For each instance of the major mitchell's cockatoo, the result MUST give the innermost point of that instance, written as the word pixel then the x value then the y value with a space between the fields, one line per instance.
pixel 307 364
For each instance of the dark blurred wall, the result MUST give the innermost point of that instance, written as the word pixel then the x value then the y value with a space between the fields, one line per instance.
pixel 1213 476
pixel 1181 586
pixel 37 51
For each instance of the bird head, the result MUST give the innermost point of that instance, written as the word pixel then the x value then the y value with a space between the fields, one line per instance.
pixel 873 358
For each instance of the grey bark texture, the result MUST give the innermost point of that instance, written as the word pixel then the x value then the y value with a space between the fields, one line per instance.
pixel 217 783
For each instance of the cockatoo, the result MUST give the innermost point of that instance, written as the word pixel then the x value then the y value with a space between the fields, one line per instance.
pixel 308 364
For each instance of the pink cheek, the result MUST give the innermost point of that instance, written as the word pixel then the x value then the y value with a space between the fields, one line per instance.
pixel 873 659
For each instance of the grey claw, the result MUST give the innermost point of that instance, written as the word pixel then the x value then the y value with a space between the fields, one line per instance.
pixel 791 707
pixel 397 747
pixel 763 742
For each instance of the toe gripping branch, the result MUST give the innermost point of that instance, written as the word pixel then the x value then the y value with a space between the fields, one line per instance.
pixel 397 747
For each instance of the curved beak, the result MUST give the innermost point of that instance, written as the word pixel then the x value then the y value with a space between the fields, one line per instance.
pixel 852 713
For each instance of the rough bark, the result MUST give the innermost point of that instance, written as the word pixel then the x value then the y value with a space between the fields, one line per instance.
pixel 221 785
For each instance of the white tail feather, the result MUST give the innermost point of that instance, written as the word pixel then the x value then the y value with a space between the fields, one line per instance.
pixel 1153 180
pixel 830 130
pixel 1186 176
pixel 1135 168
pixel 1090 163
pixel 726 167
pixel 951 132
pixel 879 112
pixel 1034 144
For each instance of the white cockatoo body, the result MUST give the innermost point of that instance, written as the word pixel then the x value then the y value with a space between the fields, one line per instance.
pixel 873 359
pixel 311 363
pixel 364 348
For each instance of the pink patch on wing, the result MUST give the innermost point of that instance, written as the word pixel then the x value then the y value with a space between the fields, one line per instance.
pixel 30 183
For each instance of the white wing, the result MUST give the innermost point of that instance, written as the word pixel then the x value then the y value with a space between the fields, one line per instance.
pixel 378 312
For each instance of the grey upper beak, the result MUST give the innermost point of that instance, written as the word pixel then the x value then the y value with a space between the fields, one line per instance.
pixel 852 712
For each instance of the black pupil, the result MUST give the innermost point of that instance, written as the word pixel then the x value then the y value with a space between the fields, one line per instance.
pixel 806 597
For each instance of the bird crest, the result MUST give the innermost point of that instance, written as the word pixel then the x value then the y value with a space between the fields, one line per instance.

WHAT IS REQUIRED
Repeat the entire listing above without changing a word.

OUTPUT OF THE EXERCISE
For each instance of the major mitchell's cockatoo, the result MUST give the innermost point of that instance, written as the word pixel then the x value then the y value with a space between the fields, one line per instance.
pixel 307 364
For each instance of the dark blurred wall, the result MUST give the innermost point of that instance, written as the word pixel then the x value then the y value with a space between the fields, one line per instance.
pixel 1213 476
pixel 1181 586
pixel 37 51
For each instance of the bird head, the result MUST give the innermost point of that instance, written as the word pixel then the x value then the y value with a space between the fields, one line per instance.
pixel 873 358
For each instance of the grey bark texture, the result MUST give the innermost point of that instance, written as the word pixel then the x value then the y value with a space between the fields, one line per instance.
pixel 217 783
For each instance of the cockatoo, the result MUST give the innermost point of that instance, written as the word pixel then the x value then the y value with a space between the fields, one line per instance.
pixel 308 364
For each instance of the pink cheek, the result MUST give the innermost point of that instance, written as the word pixel then the x value then the y value with a space between the fields, one line per instance.
pixel 873 659
For each instance of the grey claw, the result MUST give the innermost point of that instance, written as the word pixel then the x value then the y value with a space between the fields, one line per instance.
pixel 791 707
pixel 397 747
pixel 763 742
For each instance of the toe gripping branch, the result MUST give the innermost point of that instance, written as the word pixel then the x value then the y value with a space between the fields, one line per instance.
pixel 397 747
For each instance of the curved beak, the result MUST give the innermost point of that instance, written as the word pixel then the x value then the y value with a space between the fields, one line per instance.
pixel 852 713
For each instance of the rough bark, the result MUST give the innermost point of that instance, written as the word pixel then the x value then the y value with a space between the fields, one line per instance.
pixel 221 785
For each instance of the white tail feather, the result MUST give the innermost point of that instance, written as the word pixel then the x value then the y value with a space between the fields, one line per instance.
pixel 1153 180
pixel 830 130
pixel 1186 176
pixel 1135 168
pixel 1090 163
pixel 726 167
pixel 951 132
pixel 879 112
pixel 1034 144
For each instance of the white cockatoo body, the result MUST give the innermost point of that instance, written as the word pixel then the x value then the y value with a space between the fields, one line per instance.
pixel 873 359
pixel 311 363
pixel 364 348
For each instance of the pink patch on wing, the result MUST give the innermost point of that instance, written as the word pixel then the x value then the y value with a space between the fields, one line per instance.
pixel 30 183
For each instance of the white wing, the result MUST give the innermost point of that instance, written as the word pixel then the x value then the y value with a space between the fields, one line per instance.
pixel 378 312
For each instance of the grey upper beak, the result MUST give the innermost point of that instance, written as the word pixel then the x value then the y value with a space between the fields, one line per instance.
pixel 852 712
For each instance of the black pupil, the result MUST give the innermost point of that instance, written as the word pixel then the x value then the y value with a space between the fields, one line per instance.
pixel 806 597
For each instance of the bird crest, the result MUST give the innermost point of that instance, written as the word pixel then the x value then the y value with a space between the fields, one line per instance.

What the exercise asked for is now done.